++++ TEXTAUSZUG ++++

CDU will auch am Valentinstag nicht knutschen

Die Union will ihren Exchef Diepgen morgen beim Parteitag zum Ehrenvorsitzenden machen. Daran gibt es Kritik. Inhaltlich geht es um ein umstrittenes neues Hauptstadt-Programm. Schon heute wählt die Partei Europa-Kandidaten

Samstag ist Valentinstag. Fest der Verliebten. Passend für einen Schmusekurs, den die CDU morgen plant: Programmatische Erneuerung des Landesverbands und Ehrenvorsitz für ihren Exchef Eberhard Diepgen. Die Realität passt nicht zum Datum: Beim Leitantrag zur Hauptstadtrolle gibt es einen Gegenentwurf, und die Diepgen-Ehrung wird zwar voraussichtlich nicht scheitern, stößt aber auf harte Kritik.

„Rückwärts gewandt“, hat PDS-Landeschef Stefan Liebich die geplante Auszeichnung kommentiert. Von einem sozialistischen Parteioberen war so etwas zu erwarten, nicht aber vom Vorsitzenden des CDU-Nachwuchses Junge Union (JU): Mit Diepgens Ehrung sei „jeder inhaltliche Neuanfang von vornherein zum Scheitern verurteilt“, tönte parteiintern JU-Landeschef Tim Peters per E-Mail. Die katastrophale Haushaltslage Berlins sei „politisch zum Großteil von Diepgen zu verantworten“, genauso wie die miserable Finanzlage der Landes-CDU.

Der Landesvorstand ließ sich davon zumindest im Ergebnis nicht beeindrucken: Einstimmig stimmte er nach CDU-Angaben der Ehrung zu. Unmut rief aber die Art und Weise hervor, wie Landeschef Joachim Zeller die Sache einleitete: Bei der letzten Vorstandssitzung vor dem Parteitag war Diepgen kein Thema, drei Tage später aber bat Zeller per Fax an seine Vorstandskollegen um ein Meinungsbild.

++++

» ARBEITSANWEISUNGEN
(1) Erklären Sie in ein bis drei Sätzen, weshalb JU-Landeschef Tim Peters laut Textauszug gegen die Ehrung Diepgens ist.
(2) Wie hat der Landesvorstand nach Angaben des Textauszugs über die Ehrung Diepgens abgestimmt?
Die Liste steht in keinem Zusammenhang mit dem Textauszug.

++++ DATENTEIL ++++

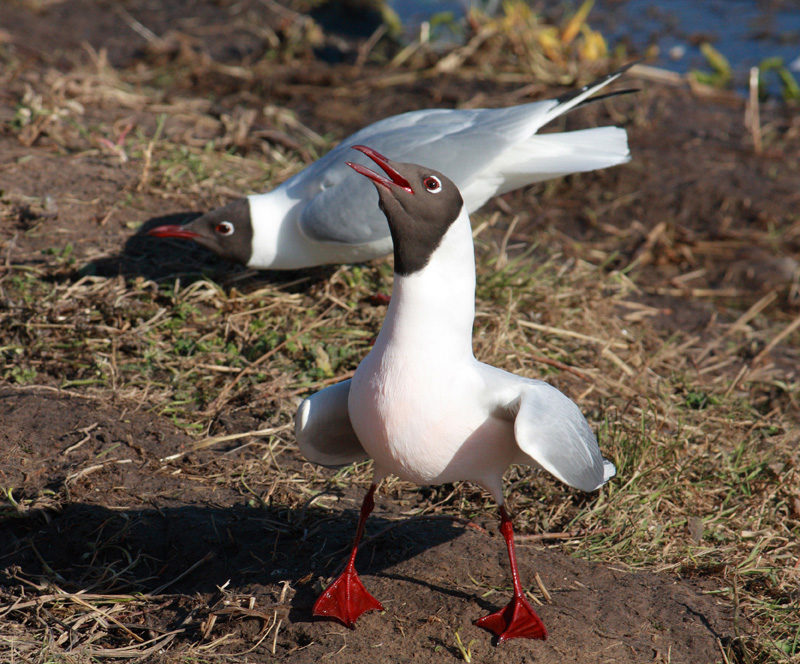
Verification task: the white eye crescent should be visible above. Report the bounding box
[214,221,235,235]
[422,175,442,194]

++++

» LÖSUNGEN
(1) Peters meint, mit der Ehrung sei jeder inhaltliche Neuanfang von vornherein zum Scheitern verurteilt. Er macht Diepgen politisch zum Großteil für die katastrophale Haushaltslage Berlins verantwortlich. Ebenso sieht er ihn für die miserable Finanzlage der Landes-CDU verantwortlich.

(2) Nach CDU-Angaben stimmte er der Ehrung einstimmig zu.